§ **Goal**
Please edit the entries below so that every "this photo" becomes "this image", with everything else left as it is. Leave the pictures out of your version.

★ ★ ★ ★ ★

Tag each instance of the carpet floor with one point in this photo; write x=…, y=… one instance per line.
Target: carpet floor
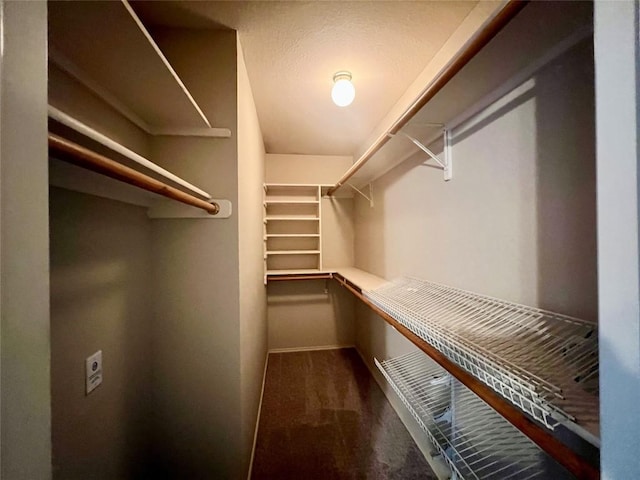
x=324, y=417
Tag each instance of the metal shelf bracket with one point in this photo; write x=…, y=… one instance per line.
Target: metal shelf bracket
x=446, y=164
x=368, y=197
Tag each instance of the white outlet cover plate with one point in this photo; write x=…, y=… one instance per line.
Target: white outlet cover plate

★ ★ ★ ★ ★

§ **Complete response**
Tag each instance of the carpet floor with one point in this image; write x=…, y=… one instance per line.
Target: carpet floor
x=324, y=417
Tag each instance of the metal shelf bracket with one point in this image; write x=…, y=… one instance per line.
Target: metal shelf bracket
x=446, y=164
x=368, y=197
Tag each instance of the white outlet cover plate with one point in this image; write x=…, y=… one instance per line.
Target: white outlet cover plate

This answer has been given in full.